**Problem**
Nothing may be dropped. Retype the whole listing exactly.

++++ Source data

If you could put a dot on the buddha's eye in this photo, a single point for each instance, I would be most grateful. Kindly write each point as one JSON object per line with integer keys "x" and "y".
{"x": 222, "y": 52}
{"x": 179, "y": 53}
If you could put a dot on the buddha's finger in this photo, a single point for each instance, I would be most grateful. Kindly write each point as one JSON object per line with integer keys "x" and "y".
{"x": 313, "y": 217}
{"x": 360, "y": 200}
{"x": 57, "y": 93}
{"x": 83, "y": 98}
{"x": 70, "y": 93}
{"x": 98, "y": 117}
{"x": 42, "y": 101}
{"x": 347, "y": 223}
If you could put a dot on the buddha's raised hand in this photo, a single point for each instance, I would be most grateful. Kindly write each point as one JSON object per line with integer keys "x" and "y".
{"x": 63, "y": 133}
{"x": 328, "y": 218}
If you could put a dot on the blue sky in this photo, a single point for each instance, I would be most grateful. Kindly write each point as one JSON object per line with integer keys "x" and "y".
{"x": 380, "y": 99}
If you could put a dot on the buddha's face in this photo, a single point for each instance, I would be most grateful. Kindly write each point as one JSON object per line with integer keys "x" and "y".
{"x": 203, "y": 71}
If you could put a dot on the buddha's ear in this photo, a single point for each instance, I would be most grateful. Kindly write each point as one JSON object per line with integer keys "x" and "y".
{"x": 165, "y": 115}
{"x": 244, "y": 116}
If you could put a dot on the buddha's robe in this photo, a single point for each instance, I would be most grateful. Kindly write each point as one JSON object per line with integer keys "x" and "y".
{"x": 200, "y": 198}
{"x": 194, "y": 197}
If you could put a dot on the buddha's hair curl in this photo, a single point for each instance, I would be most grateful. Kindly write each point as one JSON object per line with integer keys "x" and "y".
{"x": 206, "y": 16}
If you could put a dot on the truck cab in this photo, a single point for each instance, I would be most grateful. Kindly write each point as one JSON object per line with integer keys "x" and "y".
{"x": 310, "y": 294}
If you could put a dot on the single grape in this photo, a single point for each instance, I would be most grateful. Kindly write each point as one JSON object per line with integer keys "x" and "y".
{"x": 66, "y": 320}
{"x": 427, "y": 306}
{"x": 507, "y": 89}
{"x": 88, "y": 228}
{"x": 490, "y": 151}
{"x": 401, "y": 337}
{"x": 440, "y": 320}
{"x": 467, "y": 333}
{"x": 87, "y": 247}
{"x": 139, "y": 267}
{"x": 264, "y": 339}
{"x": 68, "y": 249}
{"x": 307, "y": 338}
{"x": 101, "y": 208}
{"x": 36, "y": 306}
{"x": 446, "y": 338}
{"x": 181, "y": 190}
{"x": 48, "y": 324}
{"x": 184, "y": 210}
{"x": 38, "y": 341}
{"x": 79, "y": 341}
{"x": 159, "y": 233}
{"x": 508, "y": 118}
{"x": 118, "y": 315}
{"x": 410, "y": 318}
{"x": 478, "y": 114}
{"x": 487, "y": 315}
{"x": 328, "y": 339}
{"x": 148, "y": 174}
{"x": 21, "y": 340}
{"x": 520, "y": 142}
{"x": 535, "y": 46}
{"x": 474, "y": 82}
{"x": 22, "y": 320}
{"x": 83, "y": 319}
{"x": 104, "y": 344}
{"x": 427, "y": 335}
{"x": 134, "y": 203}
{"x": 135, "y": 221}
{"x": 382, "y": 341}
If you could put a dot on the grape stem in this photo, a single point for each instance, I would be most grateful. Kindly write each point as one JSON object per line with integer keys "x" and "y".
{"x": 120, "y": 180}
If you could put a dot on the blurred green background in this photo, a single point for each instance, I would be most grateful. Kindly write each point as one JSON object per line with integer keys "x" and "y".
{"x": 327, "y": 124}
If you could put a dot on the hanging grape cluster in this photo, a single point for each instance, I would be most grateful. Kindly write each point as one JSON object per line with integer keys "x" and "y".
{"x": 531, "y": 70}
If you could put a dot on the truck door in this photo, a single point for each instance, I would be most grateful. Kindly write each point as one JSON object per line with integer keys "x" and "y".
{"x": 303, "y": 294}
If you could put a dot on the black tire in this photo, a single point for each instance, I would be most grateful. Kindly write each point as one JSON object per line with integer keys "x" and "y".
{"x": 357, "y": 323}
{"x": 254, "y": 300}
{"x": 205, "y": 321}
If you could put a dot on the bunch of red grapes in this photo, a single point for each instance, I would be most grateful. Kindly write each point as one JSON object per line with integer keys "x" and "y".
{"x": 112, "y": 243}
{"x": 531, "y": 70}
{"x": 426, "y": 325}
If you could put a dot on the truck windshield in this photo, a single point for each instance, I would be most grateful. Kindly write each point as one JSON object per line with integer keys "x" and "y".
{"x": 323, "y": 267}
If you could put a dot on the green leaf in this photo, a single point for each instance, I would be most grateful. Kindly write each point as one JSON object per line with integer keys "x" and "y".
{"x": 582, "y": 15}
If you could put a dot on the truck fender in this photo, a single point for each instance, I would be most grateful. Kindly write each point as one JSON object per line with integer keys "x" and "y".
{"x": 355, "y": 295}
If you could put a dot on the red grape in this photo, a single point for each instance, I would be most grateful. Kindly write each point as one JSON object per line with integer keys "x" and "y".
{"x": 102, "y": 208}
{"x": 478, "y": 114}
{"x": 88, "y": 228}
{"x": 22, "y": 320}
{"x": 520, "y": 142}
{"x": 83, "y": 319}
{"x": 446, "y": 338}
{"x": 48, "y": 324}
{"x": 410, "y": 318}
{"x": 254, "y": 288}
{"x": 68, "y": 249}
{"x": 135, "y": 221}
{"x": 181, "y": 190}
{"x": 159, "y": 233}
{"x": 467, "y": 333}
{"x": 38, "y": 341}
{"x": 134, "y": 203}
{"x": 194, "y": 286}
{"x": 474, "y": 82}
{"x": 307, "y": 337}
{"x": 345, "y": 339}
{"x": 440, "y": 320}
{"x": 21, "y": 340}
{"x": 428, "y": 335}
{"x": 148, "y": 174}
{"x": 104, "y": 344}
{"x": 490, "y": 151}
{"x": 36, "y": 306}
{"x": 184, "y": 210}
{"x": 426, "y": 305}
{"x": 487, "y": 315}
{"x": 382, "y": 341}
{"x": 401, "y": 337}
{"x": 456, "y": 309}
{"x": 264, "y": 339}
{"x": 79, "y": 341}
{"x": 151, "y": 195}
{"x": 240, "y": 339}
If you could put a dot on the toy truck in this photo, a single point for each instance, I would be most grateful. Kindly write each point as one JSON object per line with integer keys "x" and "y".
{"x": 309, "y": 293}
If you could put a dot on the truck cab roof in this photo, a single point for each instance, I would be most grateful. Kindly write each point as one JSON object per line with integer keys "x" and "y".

++++++++

**Answer box**
If you could put a dot on the buddha's eye in this photo, a single point for each instance, I would be most grateful. Kindly write each point as one JSON object per line with integer keys "x" and "y".
{"x": 222, "y": 52}
{"x": 179, "y": 53}
If you could put a dot on the buddha's finger in this photo, a single point for each instance, I would be most grateful. Kindly write each point as one JSON object per line with integer keys "x" and "y".
{"x": 313, "y": 217}
{"x": 360, "y": 200}
{"x": 57, "y": 93}
{"x": 83, "y": 98}
{"x": 70, "y": 93}
{"x": 98, "y": 117}
{"x": 42, "y": 101}
{"x": 347, "y": 223}
If you could put a dot on the buddha's raised hand in this photo, a single point for each instance, I would be most grateful. Kindly write each point as one JSON object per line with integer keys "x" and "y".
{"x": 63, "y": 133}
{"x": 328, "y": 218}
If you could put a dot on the blue sky in this photo, a single point for each instance, I would be most grateful. Kindly write each point as one JSON object per line with integer keys "x" and "y".
{"x": 380, "y": 99}
If you could put a dot on the buddha's face in this photo, a single point for each instance, I would be most grateful. Kindly write each point as one JSON object per line with integer keys "x" and "y".
{"x": 203, "y": 71}
If you could put a dot on the buddha's ear in this photo, a single point for each instance, I would be most grateful. Kindly write each point as one JSON object per line with integer keys "x" and "y".
{"x": 165, "y": 115}
{"x": 244, "y": 116}
If you could put a dot on the buddha's robe in this photo, a single point for each instance, I would be most grateful. Kindly write each point as one JSON object per line with integer keys "x" and "y".
{"x": 200, "y": 198}
{"x": 194, "y": 197}
If you could put a dot on the buddha's hair curl in this photo, a single point for each instance, I would be most grateful. Kindly write each point as one JSON object per line with integer keys "x" and "y".
{"x": 206, "y": 16}
If you could put a dot on the truck cab in this photo, a single point for each instance, I would be most grateful. Kindly write each point as one JSON object per line with integer keys "x" and "y".
{"x": 310, "y": 294}
If you could put a dot on the single grape in this photo, a single point for each instance, I would be most grateful. Kindly write each point as one JSON object per line with integer keys "x" and "y".
{"x": 66, "y": 320}
{"x": 427, "y": 306}
{"x": 507, "y": 89}
{"x": 88, "y": 228}
{"x": 490, "y": 151}
{"x": 401, "y": 337}
{"x": 440, "y": 320}
{"x": 467, "y": 333}
{"x": 87, "y": 247}
{"x": 139, "y": 267}
{"x": 264, "y": 339}
{"x": 68, "y": 249}
{"x": 307, "y": 338}
{"x": 101, "y": 208}
{"x": 36, "y": 306}
{"x": 446, "y": 338}
{"x": 181, "y": 190}
{"x": 48, "y": 324}
{"x": 184, "y": 210}
{"x": 38, "y": 341}
{"x": 79, "y": 341}
{"x": 159, "y": 233}
{"x": 508, "y": 118}
{"x": 118, "y": 315}
{"x": 410, "y": 318}
{"x": 478, "y": 114}
{"x": 487, "y": 315}
{"x": 328, "y": 339}
{"x": 148, "y": 174}
{"x": 21, "y": 340}
{"x": 520, "y": 142}
{"x": 535, "y": 46}
{"x": 474, "y": 82}
{"x": 22, "y": 320}
{"x": 83, "y": 319}
{"x": 104, "y": 344}
{"x": 427, "y": 335}
{"x": 134, "y": 203}
{"x": 135, "y": 221}
{"x": 382, "y": 341}
If you could put a dot on the grape stem in this photo, a single point for each instance, I would be most grateful. Kindly write each point as one JSON object per line with integer keys "x" and "y".
{"x": 120, "y": 180}
If you could put a dot on the blurred green background in this photo, a single point for each instance, I would be most grateful. Kindly write each point as one JSON object per line with integer keys "x" and "y".
{"x": 327, "y": 124}
If you could put a dot on the hanging grape cluster in this photo, a single point for each instance, I would be most grateful. Kindly write each point as one JSON object per line with integer keys "x" and "y".
{"x": 531, "y": 70}
If you could put a dot on the truck door in this photo, a single point for each instance, I would be most grateful. Kindly write each point as one JSON object per line with integer keys "x" and "y".
{"x": 303, "y": 294}
If you could put a dot on the black tire in this photo, a single point for each instance, I would be most grateful. Kindly write each point as one JSON object per line with integer keys "x" and "y".
{"x": 357, "y": 323}
{"x": 254, "y": 300}
{"x": 205, "y": 321}
If you could put a dot on the bunch of red grapes in this photo, a single point for each instance, I would be most grateful. Kindly write each point as one JSON object per line with integer keys "x" and "y".
{"x": 112, "y": 243}
{"x": 531, "y": 70}
{"x": 426, "y": 325}
If you could put a dot on the truck windshield in this photo, a single point for each instance, I would be most grateful. Kindly write each point as one JSON object per line with integer keys "x" and "y".
{"x": 323, "y": 267}
If you could put a dot on the green leaf in this photo, a single point for each instance, I would be most grateful. Kindly write each point as one JSON object per line with integer keys "x" and "y".
{"x": 582, "y": 15}
If you could put a dot on the truck fender in this photo, a single point for each instance, I would be most grateful. Kindly write each point as one JSON object per line with integer keys "x" and "y".
{"x": 355, "y": 295}
If you could put a dot on the red grape in this photo, a single point for each instance, I would be most grateful. Kindly write each point as one JSON object per line with integer keys "x" and "y".
{"x": 102, "y": 208}
{"x": 478, "y": 114}
{"x": 88, "y": 228}
{"x": 22, "y": 320}
{"x": 520, "y": 142}
{"x": 83, "y": 319}
{"x": 446, "y": 338}
{"x": 48, "y": 324}
{"x": 410, "y": 318}
{"x": 254, "y": 288}
{"x": 68, "y": 249}
{"x": 135, "y": 221}
{"x": 181, "y": 190}
{"x": 159, "y": 233}
{"x": 467, "y": 333}
{"x": 38, "y": 341}
{"x": 134, "y": 203}
{"x": 194, "y": 286}
{"x": 474, "y": 82}
{"x": 307, "y": 337}
{"x": 345, "y": 339}
{"x": 440, "y": 320}
{"x": 21, "y": 340}
{"x": 428, "y": 335}
{"x": 148, "y": 174}
{"x": 104, "y": 344}
{"x": 490, "y": 151}
{"x": 36, "y": 306}
{"x": 184, "y": 210}
{"x": 426, "y": 305}
{"x": 487, "y": 315}
{"x": 382, "y": 341}
{"x": 401, "y": 337}
{"x": 456, "y": 309}
{"x": 264, "y": 339}
{"x": 79, "y": 341}
{"x": 151, "y": 195}
{"x": 240, "y": 339}
If you could put a dot on the toy truck in this photo, a single point for each instance, I would be most grateful. Kindly write each point as one JSON object per line with integer keys "x" and "y".
{"x": 309, "y": 293}
If you could put a dot on the truck cab roof in this photo, a single point for each instance, I would be most grateful. Kindly write each point as one JSON object per line with integer keys "x" and "y".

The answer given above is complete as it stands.